[Task data]
--- --- ---
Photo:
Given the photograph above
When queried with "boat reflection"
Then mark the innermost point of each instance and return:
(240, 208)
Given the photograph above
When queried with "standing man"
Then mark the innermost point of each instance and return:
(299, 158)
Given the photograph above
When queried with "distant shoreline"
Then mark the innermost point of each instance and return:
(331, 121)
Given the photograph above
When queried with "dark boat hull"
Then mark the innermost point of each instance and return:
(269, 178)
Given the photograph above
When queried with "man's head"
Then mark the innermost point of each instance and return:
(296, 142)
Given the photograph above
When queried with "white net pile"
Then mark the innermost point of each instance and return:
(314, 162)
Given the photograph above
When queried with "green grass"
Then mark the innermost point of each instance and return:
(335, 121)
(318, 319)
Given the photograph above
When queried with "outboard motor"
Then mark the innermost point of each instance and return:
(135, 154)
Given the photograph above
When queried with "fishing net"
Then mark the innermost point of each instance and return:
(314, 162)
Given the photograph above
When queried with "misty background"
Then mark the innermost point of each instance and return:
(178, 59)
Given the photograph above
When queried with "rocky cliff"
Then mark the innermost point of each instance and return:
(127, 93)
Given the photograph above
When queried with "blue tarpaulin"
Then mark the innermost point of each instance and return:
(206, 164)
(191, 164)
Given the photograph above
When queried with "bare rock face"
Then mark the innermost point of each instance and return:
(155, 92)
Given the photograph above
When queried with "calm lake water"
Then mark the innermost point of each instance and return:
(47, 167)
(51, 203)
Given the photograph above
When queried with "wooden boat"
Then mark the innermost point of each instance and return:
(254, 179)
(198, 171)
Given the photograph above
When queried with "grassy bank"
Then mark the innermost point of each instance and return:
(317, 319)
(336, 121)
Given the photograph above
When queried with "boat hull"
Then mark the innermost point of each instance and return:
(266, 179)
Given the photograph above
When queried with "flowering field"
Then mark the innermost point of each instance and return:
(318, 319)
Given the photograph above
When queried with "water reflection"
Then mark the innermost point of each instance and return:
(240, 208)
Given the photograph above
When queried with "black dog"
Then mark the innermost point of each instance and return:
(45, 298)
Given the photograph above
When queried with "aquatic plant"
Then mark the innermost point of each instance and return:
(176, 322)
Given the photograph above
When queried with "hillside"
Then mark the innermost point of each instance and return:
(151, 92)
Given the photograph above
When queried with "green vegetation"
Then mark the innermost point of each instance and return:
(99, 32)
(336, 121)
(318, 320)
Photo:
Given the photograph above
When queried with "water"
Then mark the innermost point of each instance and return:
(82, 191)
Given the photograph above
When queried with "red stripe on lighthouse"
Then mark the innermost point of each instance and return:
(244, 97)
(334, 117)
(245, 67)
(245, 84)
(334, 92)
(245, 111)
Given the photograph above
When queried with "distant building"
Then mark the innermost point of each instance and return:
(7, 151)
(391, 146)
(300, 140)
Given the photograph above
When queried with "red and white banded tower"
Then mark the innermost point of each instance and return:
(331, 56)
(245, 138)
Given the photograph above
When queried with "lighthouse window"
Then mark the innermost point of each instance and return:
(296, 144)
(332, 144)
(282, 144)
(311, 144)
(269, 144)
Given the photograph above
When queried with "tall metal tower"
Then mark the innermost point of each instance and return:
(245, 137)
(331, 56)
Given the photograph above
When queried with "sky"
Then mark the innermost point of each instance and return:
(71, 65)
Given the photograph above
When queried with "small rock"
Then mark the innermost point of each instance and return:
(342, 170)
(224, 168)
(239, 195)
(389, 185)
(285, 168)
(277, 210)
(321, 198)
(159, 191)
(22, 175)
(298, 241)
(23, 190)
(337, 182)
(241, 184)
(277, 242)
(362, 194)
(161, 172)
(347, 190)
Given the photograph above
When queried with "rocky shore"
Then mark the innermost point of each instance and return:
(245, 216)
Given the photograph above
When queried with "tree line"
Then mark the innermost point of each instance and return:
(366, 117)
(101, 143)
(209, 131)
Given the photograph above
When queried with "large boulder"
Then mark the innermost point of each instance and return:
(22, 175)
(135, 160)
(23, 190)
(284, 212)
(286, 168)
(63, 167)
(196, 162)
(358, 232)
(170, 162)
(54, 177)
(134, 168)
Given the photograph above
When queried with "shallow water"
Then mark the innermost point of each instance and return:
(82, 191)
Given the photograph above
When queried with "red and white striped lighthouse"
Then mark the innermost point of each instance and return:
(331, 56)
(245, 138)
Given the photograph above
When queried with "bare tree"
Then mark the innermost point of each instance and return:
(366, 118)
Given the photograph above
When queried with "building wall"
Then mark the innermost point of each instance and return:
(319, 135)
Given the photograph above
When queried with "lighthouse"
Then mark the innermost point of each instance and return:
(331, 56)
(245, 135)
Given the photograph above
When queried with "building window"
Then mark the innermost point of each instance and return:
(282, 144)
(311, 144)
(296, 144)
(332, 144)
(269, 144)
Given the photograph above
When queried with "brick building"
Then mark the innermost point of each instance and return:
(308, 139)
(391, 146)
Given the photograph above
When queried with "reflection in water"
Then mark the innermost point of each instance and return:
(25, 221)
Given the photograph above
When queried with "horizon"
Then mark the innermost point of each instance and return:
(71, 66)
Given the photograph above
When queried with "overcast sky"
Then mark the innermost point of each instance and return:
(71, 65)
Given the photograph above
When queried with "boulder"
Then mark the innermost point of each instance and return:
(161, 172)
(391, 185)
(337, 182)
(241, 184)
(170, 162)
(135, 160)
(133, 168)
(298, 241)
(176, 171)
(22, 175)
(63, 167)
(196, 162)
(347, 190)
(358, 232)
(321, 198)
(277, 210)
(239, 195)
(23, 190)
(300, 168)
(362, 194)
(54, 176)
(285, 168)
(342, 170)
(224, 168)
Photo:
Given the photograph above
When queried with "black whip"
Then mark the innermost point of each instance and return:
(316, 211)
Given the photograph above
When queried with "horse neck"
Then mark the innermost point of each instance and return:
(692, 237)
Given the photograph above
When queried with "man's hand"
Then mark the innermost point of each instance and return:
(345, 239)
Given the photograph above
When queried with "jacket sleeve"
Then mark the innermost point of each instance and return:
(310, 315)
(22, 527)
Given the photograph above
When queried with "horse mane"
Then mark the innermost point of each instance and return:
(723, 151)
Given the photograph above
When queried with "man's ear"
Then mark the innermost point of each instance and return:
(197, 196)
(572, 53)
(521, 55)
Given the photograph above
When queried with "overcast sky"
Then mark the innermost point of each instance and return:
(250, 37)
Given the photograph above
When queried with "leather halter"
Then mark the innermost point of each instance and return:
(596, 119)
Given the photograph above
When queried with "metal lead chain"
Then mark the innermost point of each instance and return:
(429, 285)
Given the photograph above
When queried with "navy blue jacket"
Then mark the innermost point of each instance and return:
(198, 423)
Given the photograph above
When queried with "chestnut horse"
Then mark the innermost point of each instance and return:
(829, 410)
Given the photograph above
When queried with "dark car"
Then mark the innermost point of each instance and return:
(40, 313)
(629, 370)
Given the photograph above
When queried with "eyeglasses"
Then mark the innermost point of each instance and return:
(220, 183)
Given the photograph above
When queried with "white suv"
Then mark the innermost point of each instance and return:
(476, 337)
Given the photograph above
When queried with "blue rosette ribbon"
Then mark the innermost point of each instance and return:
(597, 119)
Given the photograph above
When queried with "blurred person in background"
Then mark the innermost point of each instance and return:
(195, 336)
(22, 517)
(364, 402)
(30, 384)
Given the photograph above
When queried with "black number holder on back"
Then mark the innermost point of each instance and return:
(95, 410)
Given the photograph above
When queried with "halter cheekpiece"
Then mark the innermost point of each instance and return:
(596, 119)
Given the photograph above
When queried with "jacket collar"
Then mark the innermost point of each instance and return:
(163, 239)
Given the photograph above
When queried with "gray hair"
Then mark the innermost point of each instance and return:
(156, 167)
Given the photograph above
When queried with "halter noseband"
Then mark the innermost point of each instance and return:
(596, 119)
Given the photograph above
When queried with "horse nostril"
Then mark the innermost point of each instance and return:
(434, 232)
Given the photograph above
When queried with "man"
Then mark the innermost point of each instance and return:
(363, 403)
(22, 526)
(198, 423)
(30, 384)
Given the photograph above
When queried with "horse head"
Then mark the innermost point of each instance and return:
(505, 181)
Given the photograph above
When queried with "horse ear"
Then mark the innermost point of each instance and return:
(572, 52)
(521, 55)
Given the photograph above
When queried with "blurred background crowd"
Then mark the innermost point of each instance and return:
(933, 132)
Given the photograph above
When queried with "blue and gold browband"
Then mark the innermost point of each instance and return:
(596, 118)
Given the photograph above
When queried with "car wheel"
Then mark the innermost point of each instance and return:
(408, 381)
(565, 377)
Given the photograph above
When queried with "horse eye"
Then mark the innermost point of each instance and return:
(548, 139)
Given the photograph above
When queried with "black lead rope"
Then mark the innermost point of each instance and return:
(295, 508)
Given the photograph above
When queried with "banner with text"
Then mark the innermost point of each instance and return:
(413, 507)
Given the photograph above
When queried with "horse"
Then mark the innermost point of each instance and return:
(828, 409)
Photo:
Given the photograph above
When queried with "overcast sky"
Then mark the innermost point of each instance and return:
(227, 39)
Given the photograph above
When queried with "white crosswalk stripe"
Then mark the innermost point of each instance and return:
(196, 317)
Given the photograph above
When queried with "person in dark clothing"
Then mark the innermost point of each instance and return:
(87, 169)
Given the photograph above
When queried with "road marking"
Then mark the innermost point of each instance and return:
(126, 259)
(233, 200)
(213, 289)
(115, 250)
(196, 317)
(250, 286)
--- --- ---
[What the task asks]
Look over the records above and filter for each line with the word "black".

[Result of the exercise]
When queried with "black dog"
When queried with "black whip"
When queried with "black number holder on back"
When queried with "black lead rope"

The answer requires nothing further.